Aim: In the listing below, copy word for word every line from the one containing "Question. Mark every instance of the speaker" through the one containing "x=285 y=247", including both of those lines.
>>>>
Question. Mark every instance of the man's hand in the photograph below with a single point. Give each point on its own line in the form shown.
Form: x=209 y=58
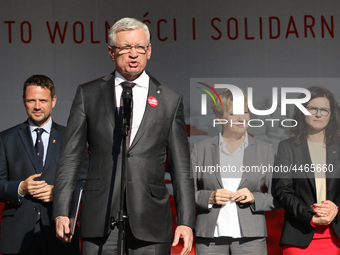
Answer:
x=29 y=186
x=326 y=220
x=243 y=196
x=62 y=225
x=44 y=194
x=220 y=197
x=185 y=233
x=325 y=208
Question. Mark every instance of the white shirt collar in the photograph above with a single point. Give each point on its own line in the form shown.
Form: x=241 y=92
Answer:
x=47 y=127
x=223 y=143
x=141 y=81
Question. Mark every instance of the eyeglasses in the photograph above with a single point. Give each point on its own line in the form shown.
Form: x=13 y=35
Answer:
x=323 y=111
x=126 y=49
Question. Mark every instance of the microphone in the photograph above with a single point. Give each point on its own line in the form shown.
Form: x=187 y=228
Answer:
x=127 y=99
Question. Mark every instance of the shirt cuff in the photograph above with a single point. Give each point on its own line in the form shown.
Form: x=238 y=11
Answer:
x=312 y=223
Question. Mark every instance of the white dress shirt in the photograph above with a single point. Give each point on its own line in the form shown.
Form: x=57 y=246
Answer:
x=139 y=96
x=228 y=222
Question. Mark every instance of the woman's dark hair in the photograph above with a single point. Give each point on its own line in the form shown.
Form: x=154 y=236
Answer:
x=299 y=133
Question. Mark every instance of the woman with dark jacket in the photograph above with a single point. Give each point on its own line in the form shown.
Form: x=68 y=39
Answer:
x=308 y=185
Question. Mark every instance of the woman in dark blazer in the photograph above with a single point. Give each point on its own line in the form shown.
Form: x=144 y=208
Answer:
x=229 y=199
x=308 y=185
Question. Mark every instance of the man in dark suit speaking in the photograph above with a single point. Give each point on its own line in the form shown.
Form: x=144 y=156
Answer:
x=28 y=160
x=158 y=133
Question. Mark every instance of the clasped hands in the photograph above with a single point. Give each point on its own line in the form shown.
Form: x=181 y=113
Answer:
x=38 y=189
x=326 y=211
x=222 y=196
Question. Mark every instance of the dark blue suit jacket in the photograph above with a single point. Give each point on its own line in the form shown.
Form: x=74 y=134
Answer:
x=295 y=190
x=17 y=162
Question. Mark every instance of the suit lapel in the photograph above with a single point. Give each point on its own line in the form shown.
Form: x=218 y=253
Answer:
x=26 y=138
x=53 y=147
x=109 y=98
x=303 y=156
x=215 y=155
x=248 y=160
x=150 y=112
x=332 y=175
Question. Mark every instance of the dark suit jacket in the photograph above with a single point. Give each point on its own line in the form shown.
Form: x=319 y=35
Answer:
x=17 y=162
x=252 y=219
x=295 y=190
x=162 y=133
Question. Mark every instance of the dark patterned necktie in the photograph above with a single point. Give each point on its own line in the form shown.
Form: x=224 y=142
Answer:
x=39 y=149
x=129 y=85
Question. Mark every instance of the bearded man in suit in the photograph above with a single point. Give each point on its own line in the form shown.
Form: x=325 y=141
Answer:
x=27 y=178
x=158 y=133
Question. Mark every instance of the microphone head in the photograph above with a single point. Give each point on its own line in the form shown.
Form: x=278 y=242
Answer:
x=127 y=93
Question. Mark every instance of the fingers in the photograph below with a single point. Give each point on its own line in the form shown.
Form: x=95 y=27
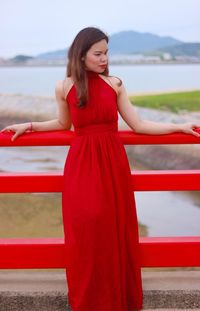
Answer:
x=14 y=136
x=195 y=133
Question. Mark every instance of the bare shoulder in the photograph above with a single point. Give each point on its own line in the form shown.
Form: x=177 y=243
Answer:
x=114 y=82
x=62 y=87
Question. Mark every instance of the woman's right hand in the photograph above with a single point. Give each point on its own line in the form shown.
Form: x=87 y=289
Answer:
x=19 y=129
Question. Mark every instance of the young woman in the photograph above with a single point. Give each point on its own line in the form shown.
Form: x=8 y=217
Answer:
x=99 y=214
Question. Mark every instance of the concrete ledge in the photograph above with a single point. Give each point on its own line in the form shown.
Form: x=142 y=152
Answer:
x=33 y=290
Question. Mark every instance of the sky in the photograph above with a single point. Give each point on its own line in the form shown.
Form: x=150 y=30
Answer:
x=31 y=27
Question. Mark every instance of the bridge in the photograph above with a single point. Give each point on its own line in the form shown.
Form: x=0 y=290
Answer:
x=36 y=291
<<<<
>>>>
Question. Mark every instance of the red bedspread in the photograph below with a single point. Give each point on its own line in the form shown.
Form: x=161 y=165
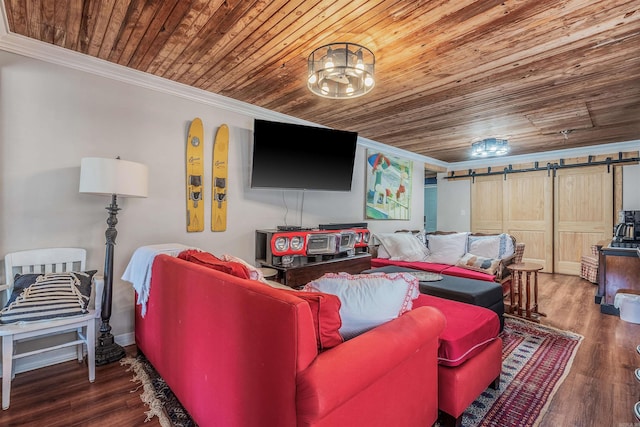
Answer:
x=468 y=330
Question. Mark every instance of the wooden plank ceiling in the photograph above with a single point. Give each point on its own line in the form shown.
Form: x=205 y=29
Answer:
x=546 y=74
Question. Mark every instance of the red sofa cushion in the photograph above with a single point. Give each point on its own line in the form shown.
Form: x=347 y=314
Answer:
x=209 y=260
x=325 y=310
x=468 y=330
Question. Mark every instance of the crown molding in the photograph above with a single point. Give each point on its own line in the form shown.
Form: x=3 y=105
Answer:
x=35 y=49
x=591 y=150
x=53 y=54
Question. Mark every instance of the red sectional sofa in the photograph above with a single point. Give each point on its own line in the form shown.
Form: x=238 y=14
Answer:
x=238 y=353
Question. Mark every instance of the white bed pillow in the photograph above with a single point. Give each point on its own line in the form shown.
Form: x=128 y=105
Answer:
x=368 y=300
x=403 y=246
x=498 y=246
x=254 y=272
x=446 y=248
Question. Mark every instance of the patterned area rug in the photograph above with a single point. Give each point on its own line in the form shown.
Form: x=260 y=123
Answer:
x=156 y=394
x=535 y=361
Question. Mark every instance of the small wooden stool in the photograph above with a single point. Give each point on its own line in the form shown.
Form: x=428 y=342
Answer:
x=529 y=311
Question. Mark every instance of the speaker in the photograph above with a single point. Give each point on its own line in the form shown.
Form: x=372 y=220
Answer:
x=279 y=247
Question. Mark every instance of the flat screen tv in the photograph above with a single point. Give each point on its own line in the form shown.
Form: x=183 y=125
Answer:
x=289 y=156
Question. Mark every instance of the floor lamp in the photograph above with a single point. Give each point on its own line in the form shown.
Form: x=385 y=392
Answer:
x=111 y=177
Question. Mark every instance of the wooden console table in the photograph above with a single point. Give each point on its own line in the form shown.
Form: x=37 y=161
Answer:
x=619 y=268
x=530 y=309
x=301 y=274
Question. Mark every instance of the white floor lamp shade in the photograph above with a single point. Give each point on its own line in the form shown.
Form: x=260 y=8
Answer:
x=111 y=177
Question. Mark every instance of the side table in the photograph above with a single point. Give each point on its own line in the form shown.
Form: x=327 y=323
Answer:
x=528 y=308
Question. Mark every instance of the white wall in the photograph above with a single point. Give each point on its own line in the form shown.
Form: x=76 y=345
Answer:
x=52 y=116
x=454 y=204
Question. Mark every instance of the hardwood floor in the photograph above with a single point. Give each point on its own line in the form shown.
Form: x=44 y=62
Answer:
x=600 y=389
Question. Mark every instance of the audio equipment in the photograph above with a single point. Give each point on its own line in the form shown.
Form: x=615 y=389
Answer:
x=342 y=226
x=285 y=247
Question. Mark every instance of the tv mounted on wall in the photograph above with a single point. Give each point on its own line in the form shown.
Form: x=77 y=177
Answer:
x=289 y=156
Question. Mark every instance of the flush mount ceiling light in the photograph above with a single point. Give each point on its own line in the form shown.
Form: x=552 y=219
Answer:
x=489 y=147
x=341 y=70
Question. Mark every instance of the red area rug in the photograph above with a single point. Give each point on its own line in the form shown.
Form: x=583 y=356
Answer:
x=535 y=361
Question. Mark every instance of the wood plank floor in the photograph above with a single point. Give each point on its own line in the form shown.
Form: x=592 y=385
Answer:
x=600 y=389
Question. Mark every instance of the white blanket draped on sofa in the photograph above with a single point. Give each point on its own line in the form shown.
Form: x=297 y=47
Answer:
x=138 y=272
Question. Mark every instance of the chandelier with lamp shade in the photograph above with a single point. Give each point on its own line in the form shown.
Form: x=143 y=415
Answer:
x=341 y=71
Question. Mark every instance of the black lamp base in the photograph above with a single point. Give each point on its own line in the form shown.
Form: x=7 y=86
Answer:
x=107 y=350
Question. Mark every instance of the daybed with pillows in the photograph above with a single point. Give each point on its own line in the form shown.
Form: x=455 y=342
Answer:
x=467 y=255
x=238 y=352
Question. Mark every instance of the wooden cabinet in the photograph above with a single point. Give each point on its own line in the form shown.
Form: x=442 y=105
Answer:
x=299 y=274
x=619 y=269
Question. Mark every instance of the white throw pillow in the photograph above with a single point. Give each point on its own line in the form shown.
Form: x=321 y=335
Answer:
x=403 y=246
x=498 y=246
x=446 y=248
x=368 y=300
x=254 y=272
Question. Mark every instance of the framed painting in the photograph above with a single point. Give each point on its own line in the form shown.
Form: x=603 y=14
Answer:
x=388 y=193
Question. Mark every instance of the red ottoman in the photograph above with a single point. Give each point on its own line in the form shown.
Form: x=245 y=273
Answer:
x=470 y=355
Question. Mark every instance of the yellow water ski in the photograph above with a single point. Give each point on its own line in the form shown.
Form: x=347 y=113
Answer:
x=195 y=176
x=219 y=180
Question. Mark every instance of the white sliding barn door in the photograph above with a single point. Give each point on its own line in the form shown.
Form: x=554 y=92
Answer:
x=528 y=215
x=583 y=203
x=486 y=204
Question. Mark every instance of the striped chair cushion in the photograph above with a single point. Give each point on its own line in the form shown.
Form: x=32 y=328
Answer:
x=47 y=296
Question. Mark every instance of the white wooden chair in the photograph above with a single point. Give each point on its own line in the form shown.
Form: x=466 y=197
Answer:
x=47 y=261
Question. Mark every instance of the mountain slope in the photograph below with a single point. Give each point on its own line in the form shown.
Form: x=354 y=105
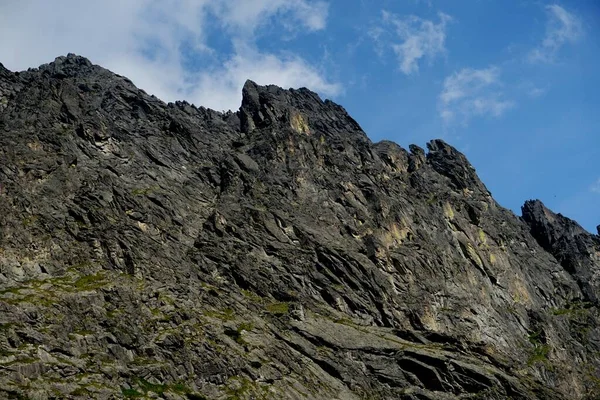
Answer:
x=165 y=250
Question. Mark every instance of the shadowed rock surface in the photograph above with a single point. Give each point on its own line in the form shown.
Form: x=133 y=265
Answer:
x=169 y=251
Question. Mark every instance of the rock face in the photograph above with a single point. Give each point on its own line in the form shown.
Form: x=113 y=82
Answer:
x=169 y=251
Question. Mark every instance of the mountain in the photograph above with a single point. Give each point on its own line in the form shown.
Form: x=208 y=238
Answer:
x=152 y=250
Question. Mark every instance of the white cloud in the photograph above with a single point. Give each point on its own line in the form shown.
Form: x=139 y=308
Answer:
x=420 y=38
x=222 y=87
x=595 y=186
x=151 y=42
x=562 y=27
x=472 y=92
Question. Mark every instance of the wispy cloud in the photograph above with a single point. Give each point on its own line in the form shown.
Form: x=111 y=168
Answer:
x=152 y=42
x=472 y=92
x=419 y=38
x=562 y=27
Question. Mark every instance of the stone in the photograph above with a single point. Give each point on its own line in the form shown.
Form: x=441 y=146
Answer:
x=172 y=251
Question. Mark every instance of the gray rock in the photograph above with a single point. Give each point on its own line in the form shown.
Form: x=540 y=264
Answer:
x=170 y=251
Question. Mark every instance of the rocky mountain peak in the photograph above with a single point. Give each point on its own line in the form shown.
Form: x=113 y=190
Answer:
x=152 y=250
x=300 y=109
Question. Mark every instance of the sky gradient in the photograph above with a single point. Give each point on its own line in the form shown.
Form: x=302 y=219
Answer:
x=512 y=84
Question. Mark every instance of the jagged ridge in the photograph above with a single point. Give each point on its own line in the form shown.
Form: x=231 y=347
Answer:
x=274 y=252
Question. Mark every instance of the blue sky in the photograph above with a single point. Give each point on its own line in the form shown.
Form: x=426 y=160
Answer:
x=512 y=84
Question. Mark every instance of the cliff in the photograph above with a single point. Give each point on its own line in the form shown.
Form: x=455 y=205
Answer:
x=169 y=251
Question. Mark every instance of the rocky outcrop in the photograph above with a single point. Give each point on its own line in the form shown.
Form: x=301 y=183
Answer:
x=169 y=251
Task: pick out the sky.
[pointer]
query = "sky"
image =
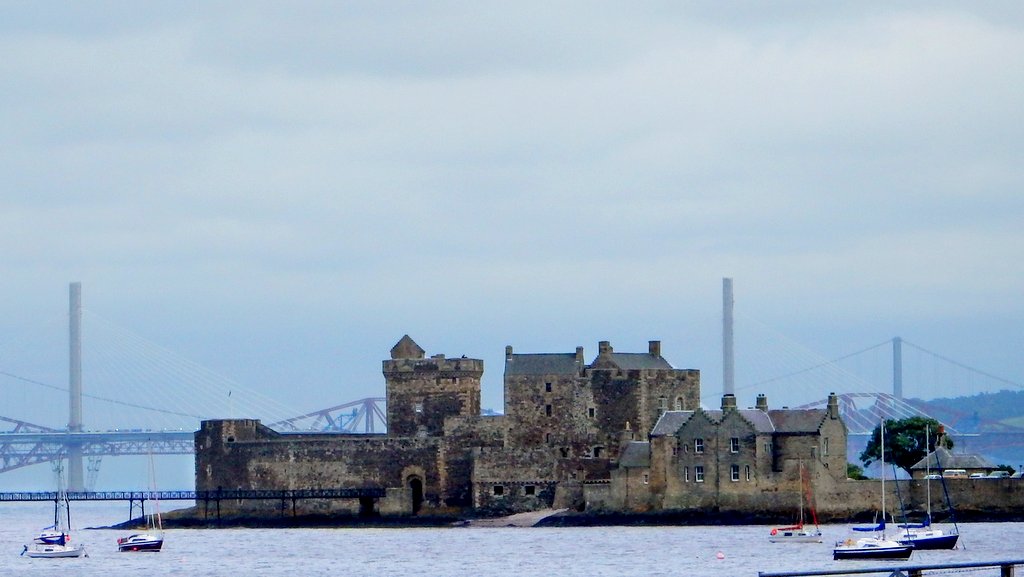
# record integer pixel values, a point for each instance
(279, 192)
<<<<
Answer to this problem:
Question. Mark every instance of the speaker in the photograph above with a single point. Give each point on its own line in the form shown.
Form: x=372 y=220
Answer:
x=279 y=247
Question. Mark every instance of the flat screen tv in the photograph above with a single point. Give each point on its own line in the form shown.
Form: x=183 y=125
Answer:
x=289 y=156
Question. Mark every instance of the floor lamp in the photograph above with a single point. Give each point on its own line in the form shown.
Form: x=385 y=392
Answer:
x=111 y=177
Question. Mark every instance of the wooden console table in the photograph above with a single point. Give each point on its own line in the form shown.
Form: x=37 y=161
Answer:
x=619 y=268
x=530 y=309
x=301 y=274
Question. Mark every instance of the white floor lamp shade in the photograph above with a single point. Give each point on its own line in the form shown.
Form: x=260 y=8
Answer:
x=111 y=177
Question. Mark every instance of the side table in the photograph above with a single point. Give each point on its own line in the form shown.
Form: x=327 y=323
Answer:
x=528 y=308
Question. Mark every instance of the white wall in the photograph above with a single point. Give each point on its own line in the form shown.
Form: x=76 y=345
Answer:
x=52 y=116
x=454 y=204
Question. Mark every instance of the hardwood floor in the photograph above with a single point. Give each point on its own line in the form shown.
Form: x=44 y=62
Answer:
x=600 y=389
Question. Mark every instance of the audio equipment in the photograph above with a single point. Give each point on its own line in the form shown.
Form: x=615 y=389
Answer:
x=342 y=226
x=285 y=247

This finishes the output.